Data taken from a collection:
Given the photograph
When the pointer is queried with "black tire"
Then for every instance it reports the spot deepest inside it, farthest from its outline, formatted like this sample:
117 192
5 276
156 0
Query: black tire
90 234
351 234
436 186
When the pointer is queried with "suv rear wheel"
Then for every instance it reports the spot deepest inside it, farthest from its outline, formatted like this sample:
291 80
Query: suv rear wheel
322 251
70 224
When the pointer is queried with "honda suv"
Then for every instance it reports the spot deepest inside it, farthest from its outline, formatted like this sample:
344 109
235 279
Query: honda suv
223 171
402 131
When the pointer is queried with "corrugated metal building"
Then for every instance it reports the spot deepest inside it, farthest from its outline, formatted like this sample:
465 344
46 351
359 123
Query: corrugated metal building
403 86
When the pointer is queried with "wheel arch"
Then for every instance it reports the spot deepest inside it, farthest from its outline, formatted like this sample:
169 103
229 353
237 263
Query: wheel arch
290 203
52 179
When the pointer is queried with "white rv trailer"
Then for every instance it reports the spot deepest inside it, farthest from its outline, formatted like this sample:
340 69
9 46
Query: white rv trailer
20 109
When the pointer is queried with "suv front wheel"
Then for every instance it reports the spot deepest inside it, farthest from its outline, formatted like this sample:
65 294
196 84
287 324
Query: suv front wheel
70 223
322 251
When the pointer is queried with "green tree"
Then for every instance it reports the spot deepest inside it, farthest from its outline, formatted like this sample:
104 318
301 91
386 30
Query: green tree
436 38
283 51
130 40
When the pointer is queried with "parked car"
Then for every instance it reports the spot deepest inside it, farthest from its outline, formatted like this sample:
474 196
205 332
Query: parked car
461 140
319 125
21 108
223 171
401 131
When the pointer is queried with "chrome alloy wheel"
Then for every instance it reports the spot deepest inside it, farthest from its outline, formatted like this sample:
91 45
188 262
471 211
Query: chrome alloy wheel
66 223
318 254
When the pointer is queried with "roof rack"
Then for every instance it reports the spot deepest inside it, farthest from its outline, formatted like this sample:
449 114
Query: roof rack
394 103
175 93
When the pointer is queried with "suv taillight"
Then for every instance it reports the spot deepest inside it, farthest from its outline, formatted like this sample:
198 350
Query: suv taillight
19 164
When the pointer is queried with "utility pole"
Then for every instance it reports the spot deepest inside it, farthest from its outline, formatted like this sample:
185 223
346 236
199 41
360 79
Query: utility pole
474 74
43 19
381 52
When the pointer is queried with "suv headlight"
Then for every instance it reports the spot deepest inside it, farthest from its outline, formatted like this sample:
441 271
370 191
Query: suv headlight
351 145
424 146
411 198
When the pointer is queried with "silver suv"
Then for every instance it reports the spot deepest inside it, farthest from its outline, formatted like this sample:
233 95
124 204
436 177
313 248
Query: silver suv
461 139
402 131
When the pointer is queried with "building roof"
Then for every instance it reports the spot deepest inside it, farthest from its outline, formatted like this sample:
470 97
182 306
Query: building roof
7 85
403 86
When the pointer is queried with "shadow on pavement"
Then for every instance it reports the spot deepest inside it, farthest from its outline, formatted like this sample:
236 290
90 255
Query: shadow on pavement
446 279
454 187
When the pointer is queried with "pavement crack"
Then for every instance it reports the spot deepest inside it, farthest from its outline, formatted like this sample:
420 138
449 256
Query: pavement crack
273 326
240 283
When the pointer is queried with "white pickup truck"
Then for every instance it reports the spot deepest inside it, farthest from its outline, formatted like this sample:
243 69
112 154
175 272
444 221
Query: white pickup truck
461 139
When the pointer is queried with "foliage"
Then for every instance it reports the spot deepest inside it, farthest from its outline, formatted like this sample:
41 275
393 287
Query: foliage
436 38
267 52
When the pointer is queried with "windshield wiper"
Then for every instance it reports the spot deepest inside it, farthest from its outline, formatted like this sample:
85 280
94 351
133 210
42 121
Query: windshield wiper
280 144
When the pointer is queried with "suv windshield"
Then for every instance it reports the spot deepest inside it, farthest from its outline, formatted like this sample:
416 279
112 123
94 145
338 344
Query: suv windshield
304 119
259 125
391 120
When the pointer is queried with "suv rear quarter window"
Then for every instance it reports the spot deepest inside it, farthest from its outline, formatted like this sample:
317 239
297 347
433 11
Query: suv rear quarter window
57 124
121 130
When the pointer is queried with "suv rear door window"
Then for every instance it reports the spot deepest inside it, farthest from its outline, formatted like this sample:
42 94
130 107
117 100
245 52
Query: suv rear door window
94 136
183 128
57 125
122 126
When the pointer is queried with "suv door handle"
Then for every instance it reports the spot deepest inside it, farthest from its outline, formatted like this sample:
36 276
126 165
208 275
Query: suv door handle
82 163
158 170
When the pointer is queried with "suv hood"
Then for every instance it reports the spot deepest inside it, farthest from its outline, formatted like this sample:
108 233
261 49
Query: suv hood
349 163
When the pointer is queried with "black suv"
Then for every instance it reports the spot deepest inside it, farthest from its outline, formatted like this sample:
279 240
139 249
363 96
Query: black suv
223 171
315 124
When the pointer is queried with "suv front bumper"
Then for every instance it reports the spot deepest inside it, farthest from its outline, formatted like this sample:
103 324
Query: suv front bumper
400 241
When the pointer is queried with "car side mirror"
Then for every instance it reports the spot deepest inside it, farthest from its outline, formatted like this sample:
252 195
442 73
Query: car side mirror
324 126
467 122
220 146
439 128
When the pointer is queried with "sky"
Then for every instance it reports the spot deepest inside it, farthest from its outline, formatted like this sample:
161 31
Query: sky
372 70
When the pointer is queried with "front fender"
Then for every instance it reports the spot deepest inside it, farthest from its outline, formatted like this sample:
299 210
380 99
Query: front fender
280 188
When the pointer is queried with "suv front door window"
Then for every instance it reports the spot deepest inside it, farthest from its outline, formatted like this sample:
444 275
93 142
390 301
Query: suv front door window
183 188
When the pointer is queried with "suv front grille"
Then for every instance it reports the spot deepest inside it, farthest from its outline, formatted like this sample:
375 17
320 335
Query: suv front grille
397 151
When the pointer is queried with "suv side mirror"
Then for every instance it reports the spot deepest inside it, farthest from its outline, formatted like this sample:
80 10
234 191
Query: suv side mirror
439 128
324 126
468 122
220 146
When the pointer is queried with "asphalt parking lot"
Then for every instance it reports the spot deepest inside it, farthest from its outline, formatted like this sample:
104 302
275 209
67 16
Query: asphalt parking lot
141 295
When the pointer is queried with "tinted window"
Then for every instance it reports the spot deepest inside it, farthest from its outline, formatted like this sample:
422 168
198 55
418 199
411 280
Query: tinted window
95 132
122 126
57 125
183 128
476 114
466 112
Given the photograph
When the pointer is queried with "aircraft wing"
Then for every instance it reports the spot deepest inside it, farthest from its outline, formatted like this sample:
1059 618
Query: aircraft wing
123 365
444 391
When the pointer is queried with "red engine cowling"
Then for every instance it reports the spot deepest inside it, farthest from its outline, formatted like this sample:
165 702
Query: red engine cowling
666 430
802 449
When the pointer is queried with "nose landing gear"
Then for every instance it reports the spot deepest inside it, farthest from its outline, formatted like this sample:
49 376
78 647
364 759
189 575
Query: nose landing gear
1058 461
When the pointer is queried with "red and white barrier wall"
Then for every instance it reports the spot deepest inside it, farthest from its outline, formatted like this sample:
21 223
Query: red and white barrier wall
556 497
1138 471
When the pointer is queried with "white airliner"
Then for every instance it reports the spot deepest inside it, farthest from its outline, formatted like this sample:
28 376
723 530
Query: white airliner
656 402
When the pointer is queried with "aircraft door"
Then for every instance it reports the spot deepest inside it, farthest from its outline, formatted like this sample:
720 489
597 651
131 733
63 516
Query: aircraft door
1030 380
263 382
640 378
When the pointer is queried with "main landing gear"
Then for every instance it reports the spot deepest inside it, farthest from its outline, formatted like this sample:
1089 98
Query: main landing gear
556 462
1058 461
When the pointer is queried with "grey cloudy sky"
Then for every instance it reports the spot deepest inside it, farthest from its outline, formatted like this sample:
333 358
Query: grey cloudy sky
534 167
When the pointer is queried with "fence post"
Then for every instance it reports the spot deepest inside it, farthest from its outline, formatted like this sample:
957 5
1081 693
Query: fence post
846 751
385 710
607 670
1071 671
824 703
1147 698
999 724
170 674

#### WHAT TO DO:
Filter the lines above, keeping every line that contains the word "headlight". Copy each of those lines in full.

#### SOLUTION TO THE EXERCISE:
When the pointer is queried with "suv headlight"
Query: suv headlight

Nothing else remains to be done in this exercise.